Problem requirements
Please extract the rows from the very start through the line holding "1236,265 -> 1465,397", inclusive, and copy them unchanged. Leave the pictures out of your answer.

Bounding box annotation rows

-.-.-

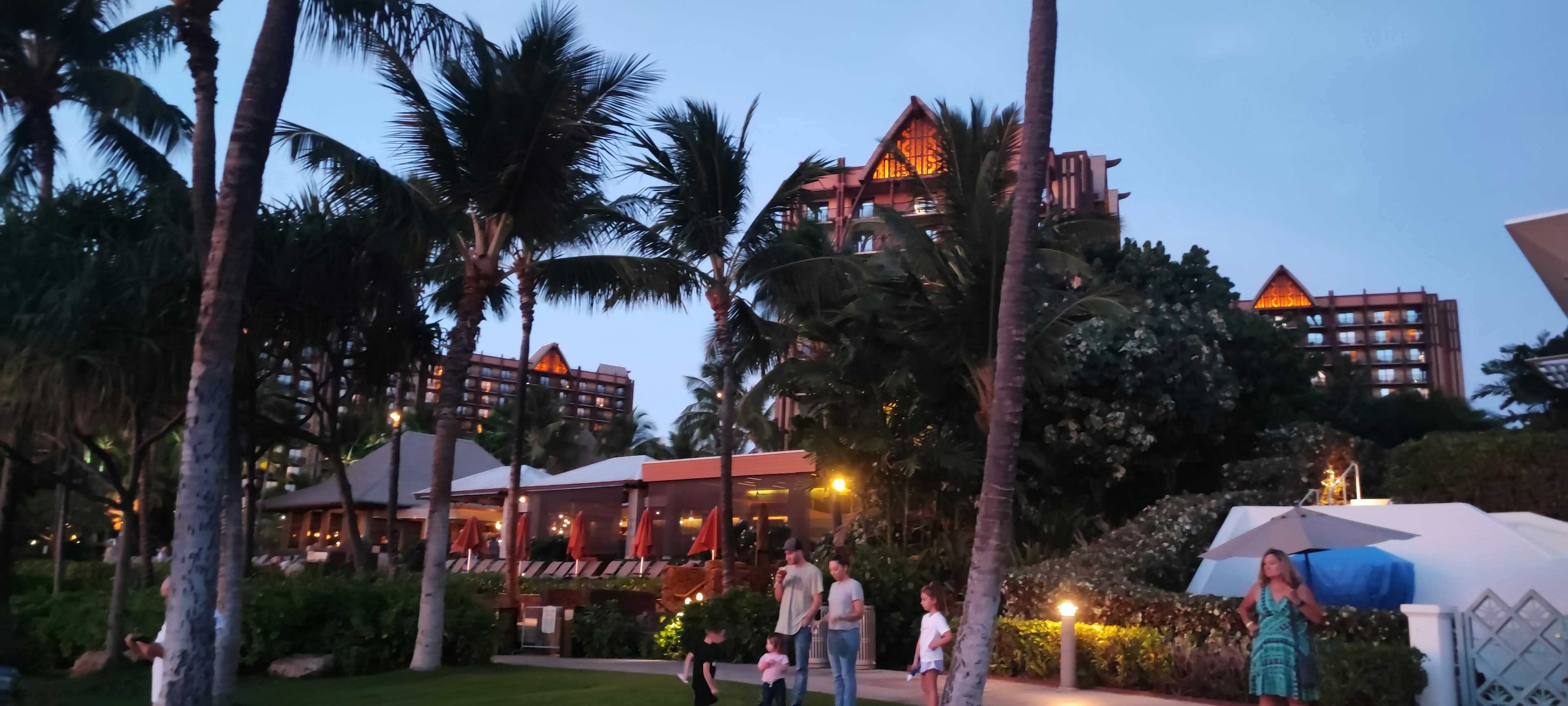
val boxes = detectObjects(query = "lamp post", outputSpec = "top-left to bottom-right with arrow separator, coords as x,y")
831,476 -> 848,543
1057,601 -> 1077,689
387,400 -> 403,576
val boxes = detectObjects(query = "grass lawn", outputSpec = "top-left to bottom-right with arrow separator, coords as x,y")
20,665 -> 892,706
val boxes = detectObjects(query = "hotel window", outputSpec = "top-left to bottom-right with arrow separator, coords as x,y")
872,119 -> 939,179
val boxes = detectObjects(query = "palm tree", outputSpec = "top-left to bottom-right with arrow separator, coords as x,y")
165,0 -> 458,706
276,6 -> 655,670
0,0 -> 191,201
630,101 -> 836,585
942,0 -> 1057,704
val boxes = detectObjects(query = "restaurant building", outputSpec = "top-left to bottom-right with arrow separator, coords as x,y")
1236,265 -> 1465,397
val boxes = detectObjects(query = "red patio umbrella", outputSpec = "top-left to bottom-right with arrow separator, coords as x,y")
632,508 -> 654,574
447,518 -> 485,568
566,513 -> 588,576
687,507 -> 718,555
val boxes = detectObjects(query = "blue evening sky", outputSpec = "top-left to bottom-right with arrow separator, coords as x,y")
66,0 -> 1568,428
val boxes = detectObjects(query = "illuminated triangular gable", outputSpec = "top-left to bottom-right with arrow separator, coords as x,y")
858,96 -> 939,182
1253,265 -> 1314,309
530,344 -> 569,375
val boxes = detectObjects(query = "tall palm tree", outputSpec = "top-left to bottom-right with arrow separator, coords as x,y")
0,0 -> 191,201
942,0 -> 1057,706
273,5 -> 655,670
630,101 -> 834,585
165,0 -> 458,706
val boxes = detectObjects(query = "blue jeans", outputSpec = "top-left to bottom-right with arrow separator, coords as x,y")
828,628 -> 861,706
793,628 -> 811,706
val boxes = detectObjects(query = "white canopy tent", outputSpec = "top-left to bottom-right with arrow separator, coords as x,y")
1187,502 -> 1568,610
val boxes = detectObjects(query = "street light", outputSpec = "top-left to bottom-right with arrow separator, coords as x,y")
1057,601 -> 1077,689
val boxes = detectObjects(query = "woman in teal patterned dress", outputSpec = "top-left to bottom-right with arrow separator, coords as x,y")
1240,549 -> 1323,706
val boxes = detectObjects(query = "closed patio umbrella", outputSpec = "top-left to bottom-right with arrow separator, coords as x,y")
566,513 -> 588,576
1200,505 -> 1417,580
687,507 -> 718,557
632,508 -> 654,574
448,518 -> 485,568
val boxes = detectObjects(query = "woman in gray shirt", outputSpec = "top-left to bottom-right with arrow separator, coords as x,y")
828,555 -> 866,706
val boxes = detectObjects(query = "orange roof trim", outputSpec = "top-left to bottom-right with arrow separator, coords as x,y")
643,450 -> 817,483
1253,265 -> 1316,309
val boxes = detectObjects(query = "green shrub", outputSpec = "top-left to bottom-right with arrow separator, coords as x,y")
654,588 -> 779,662
11,588 -> 163,673
991,618 -> 1427,706
1388,430 -> 1568,519
572,601 -> 648,659
1319,640 -> 1427,706
991,618 -> 1174,692
1004,491 -> 1408,643
240,576 -> 500,675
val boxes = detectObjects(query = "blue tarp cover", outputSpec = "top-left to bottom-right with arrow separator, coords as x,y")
1290,546 -> 1416,610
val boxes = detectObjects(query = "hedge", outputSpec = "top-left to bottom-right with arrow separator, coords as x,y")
1388,430 -> 1568,519
11,574 -> 500,675
991,618 -> 1427,706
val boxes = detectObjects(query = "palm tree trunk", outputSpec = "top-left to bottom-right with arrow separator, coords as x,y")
709,282 -> 735,590
174,0 -> 223,268
212,441 -> 249,706
165,0 -> 301,706
139,445 -> 157,585
408,268 -> 495,672
31,105 -> 60,201
500,273 -> 538,605
49,480 -> 71,596
942,0 -> 1057,706
103,416 -> 147,664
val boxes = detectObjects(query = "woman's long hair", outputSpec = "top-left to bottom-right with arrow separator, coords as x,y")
1258,549 -> 1301,588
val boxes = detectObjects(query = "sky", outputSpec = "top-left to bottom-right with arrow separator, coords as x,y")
61,0 -> 1568,430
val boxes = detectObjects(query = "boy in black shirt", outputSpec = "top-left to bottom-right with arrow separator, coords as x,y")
681,623 -> 724,706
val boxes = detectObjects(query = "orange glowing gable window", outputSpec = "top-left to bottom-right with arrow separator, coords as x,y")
533,351 -> 566,375
1253,275 -> 1312,309
872,119 -> 938,179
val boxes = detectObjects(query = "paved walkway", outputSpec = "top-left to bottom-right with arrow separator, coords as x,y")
491,654 -> 1192,706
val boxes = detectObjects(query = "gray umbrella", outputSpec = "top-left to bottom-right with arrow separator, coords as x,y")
1200,505 -> 1417,559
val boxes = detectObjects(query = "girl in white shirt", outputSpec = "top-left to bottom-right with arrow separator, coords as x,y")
909,583 -> 953,706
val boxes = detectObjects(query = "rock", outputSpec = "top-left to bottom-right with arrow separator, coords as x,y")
71,650 -> 108,676
267,654 -> 332,679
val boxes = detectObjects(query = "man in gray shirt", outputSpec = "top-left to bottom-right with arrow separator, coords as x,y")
773,536 -> 822,706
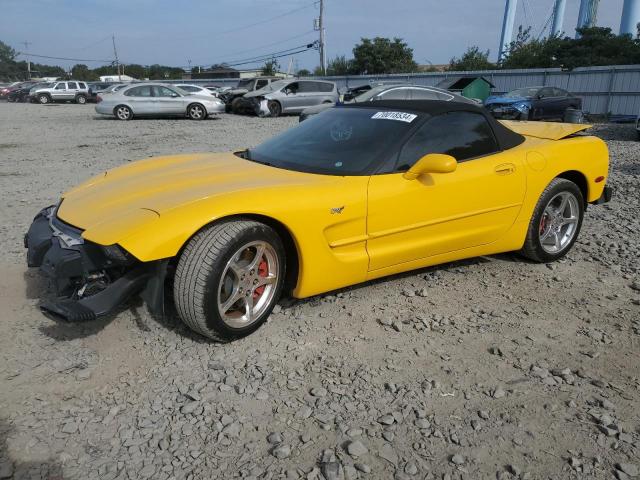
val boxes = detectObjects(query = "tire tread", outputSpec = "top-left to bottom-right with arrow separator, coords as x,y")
174,220 -> 262,342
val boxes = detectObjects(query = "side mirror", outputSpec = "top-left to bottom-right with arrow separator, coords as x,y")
403,153 -> 458,180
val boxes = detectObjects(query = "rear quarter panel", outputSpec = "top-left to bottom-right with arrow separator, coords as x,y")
504,135 -> 609,250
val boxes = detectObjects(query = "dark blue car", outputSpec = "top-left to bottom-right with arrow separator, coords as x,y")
484,87 -> 582,120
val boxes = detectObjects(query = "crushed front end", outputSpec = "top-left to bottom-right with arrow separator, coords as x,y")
24,206 -> 167,322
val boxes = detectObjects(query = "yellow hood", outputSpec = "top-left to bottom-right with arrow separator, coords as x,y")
499,120 -> 591,140
58,153 -> 329,243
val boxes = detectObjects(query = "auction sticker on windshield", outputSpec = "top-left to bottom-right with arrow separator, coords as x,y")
371,112 -> 417,123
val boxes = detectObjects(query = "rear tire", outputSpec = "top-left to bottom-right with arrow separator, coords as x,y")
267,100 -> 282,117
173,220 -> 286,342
113,105 -> 133,122
520,178 -> 584,263
187,103 -> 207,120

-.-.-

Solution
val boxes = detectObjects(query = "lamp post", outputSpec = "top-left to bottom-right with arrow separator, coords as x,y")
831,476 -> 848,543
1057,601 -> 1077,689
387,400 -> 403,576
val boxes = detectObjects(query = "grass lawn", outputSpec = "top-left to bottom-right with arrow separator, coords as x,y")
20,665 -> 892,706
val boxes = detectObjects(query = "hotel window", outputSpec = "top-left to bottom-right with arrow separator, coords as x,y")
872,119 -> 939,179
val boxes = detectObjects(query = "palm tree", outputSpec = "top-left to bottom-right with arrow separator, coords as x,y")
165,0 -> 458,706
276,6 -> 655,670
0,0 -> 191,201
630,101 -> 836,585
942,0 -> 1057,704
val boxes = detectObjects(query = "restaurant building", outputSpec = "top-left to bottom-right with arrow separator, coords as x,y")
1236,265 -> 1465,397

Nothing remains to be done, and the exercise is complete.